Task objective:
Copy the listing exactly, please, and keep every picture out of it.

--*--

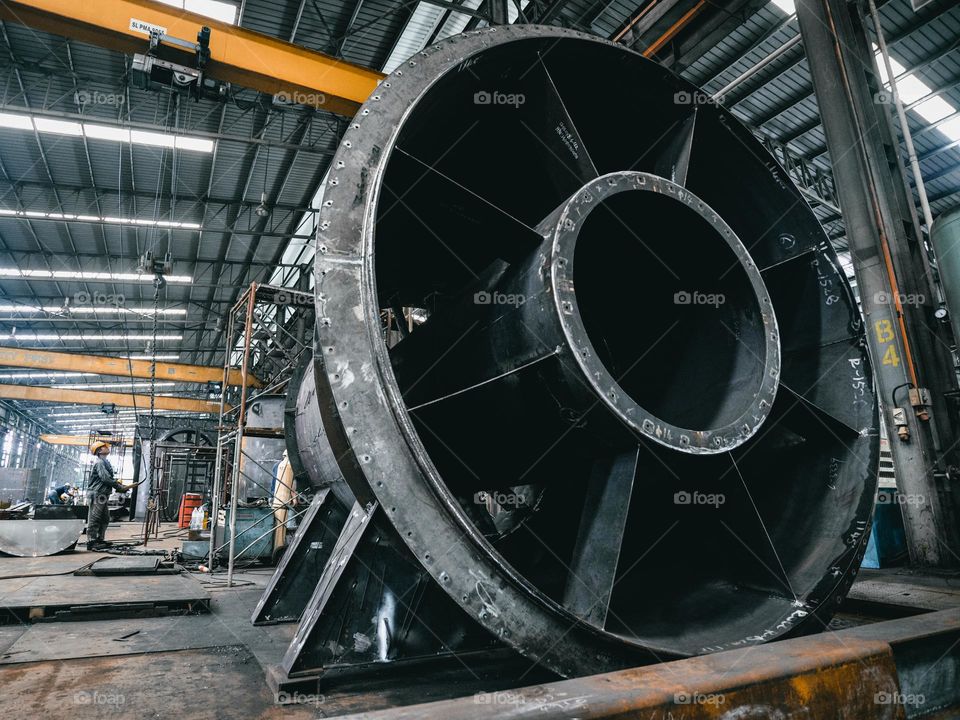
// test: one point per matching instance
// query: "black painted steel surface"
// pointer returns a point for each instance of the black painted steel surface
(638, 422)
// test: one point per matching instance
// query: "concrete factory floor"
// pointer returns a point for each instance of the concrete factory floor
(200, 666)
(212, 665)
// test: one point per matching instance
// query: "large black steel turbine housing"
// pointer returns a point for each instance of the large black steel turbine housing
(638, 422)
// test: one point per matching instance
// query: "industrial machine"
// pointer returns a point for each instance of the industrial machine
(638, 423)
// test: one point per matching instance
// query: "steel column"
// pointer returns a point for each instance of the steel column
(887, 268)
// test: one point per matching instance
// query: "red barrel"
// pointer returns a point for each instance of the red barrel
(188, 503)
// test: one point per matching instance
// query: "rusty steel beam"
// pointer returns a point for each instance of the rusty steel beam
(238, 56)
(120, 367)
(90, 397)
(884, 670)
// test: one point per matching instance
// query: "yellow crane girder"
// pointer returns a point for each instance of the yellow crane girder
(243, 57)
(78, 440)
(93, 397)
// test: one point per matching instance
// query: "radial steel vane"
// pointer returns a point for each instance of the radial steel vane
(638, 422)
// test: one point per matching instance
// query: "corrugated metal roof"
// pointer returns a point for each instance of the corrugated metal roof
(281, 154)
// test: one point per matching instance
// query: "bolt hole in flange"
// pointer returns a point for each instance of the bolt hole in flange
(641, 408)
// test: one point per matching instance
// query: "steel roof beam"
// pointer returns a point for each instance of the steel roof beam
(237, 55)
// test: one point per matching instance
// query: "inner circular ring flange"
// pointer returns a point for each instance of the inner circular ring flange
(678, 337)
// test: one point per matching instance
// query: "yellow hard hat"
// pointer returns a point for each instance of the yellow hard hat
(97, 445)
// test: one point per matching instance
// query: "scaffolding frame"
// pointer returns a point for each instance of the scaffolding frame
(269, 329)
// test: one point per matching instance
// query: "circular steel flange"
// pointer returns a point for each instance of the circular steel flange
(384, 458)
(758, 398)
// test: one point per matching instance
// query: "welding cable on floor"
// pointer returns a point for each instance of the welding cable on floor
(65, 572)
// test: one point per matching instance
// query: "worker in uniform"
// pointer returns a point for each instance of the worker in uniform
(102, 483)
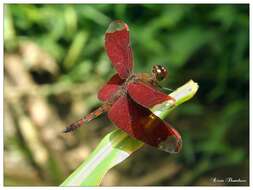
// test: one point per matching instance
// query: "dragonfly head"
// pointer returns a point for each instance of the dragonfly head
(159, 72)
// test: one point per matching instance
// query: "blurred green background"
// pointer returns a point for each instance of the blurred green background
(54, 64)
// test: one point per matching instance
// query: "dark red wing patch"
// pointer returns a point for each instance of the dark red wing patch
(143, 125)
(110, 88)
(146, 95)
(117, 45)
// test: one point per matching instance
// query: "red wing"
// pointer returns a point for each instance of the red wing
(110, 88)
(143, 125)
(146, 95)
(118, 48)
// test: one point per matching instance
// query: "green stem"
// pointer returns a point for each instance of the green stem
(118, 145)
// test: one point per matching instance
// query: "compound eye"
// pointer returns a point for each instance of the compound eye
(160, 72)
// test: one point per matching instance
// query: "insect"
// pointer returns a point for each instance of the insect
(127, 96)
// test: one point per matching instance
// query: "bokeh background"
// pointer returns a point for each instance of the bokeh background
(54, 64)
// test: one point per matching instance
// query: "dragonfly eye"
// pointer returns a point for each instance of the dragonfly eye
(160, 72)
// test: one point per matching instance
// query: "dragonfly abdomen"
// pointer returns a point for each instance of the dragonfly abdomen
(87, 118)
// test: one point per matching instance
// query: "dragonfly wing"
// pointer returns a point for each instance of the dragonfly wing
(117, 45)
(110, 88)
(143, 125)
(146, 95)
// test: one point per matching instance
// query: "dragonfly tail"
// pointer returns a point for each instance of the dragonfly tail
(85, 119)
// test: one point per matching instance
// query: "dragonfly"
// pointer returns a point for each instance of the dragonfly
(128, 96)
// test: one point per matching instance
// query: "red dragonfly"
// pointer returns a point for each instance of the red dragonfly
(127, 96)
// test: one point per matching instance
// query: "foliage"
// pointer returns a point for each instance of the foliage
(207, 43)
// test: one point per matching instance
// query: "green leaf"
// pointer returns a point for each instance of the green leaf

--*--

The answer:
// test: one point per matching instance
// query: "black painted steel surface"
// pointer returns a point for each instance of the black painted steel surface
(638, 422)
// test: one point per matching instance
// query: "concrete factory floor"
// pointer returns a point for each instance of the concrete factory floor
(200, 666)
(212, 665)
// test: one point per matching instance
// query: "large black steel turbine housing"
// pointer returns a point for each instance of the large black steel turbine housing
(638, 422)
// test: one point per matching instance
// query: "industrial machine"
// pointer returns a point for each instance of the industrial machine
(638, 423)
// test: one point per matching instance
// query: "steel column"
// pointer returns a point for each instance of the steel column
(887, 268)
// test: one point per matching instance
// query: "red barrel"
// pointer returns a point for each instance of the red barrel
(188, 503)
// test: one point per matching instance
// query: "rusty steel beam"
// pointer returns a point for each instance of the rusty steel beam
(238, 56)
(120, 367)
(90, 397)
(884, 670)
// test: one point per matching instance
// query: "yellow crane girder"
// pointer returns a point for each instance of the yellow crane girder
(243, 57)
(78, 440)
(93, 397)
// test: one point per matching instance
// query: "radial steel vane"
// pointer returns a point for each instance of the radial steel vane
(638, 422)
// test: one point per matching instance
// query: "corrugated metal roof"
// pointer returns a point for each instance of the corrugated metal roof
(281, 154)
// test: one point per matching instance
// query: "bolt hole in flange"
// pointer returns a point for each instance of the bolt hole in flange
(641, 408)
// test: one point per matching instance
// query: "steel roof beam"
// pointer returns a point for each instance of the steel roof beam
(237, 55)
// test: one point per matching instance
// query: "inner circular ring flange"
// pointer returns a point for each instance of the inner circular ring flange
(678, 337)
// test: one point per matching instance
// query: "yellow hard hat"
// pointer returns a point for each instance of the yellow hard hat
(97, 445)
// test: one point per matching instance
// query: "scaffolding frame"
// pointer returns a point for each instance of the scaffolding frame
(269, 329)
// test: one point per matching instance
// query: "circular steel flange"
// pointer returns a point for each instance of the circular steel flange
(384, 458)
(758, 398)
// test: one point per matching instance
// query: "welding cable on floor"
// pointer returns a point for each instance of the welding cable on floor
(65, 572)
// test: one point per matching instance
// query: "worker in uniform"
// pointer returns a point for each instance of the worker in uniform
(102, 483)
// test: one point per matching instance
// query: "dragonfly head"
// pointer returns a point for each instance of the dragonfly head
(159, 72)
// test: one point per matching instance
// query: "blurred green background"
// pointer returns a point for each instance of the blurred green background
(54, 64)
// test: one point per matching instance
// query: "dark red wing patch"
// pointer returns a point for each instance of the dark red wing patch
(143, 125)
(110, 88)
(146, 95)
(117, 45)
// test: one point per matching instance
// query: "red wing"
// pointer returns a point for each instance of the red wing
(110, 88)
(143, 125)
(146, 95)
(118, 48)
// test: one point per matching instance
// query: "green stem"
// pointer returns a point for each instance of the green stem
(118, 145)
// test: one point per matching instance
// query: "compound eye"
// pointer returns a point for each instance of the compound eye
(160, 72)
// test: one point per matching instance
// query: "insect"
// pointer returns a point for each instance of the insect
(127, 96)
// test: one point per matching instance
// query: "bokeh background"
// pointer returns a point for each instance of the bokeh background
(54, 64)
// test: one point per matching instance
// query: "dragonfly eye"
// pointer returns a point for each instance of the dragonfly eye
(160, 72)
// test: one point per matching instance
// query: "dragonfly abdomen"
// pointer returns a point for each instance of the dragonfly abdomen
(87, 118)
// test: one point per matching instance
// query: "dragonfly wing"
// pointer returns a point for each instance of the dragonfly wing
(117, 45)
(110, 88)
(143, 125)
(146, 95)
// test: one point per matching instance
// query: "dragonfly tail"
// pointer returns a point for each instance of the dragonfly tail
(85, 119)
// test: one point per matching instance
// query: "dragonfly"
// pointer returns a point for each instance of the dragonfly
(128, 96)
// test: one point per matching instance
// query: "red dragonfly"
// pointer returns a point for each instance of the red dragonfly
(127, 96)
// test: one point per matching instance
// query: "foliage"
// pointer returns a point for each instance of the foliage
(207, 43)
// test: one point per matching instance
// query: "green leaf"
// pointer returns a point for each instance of the green leaf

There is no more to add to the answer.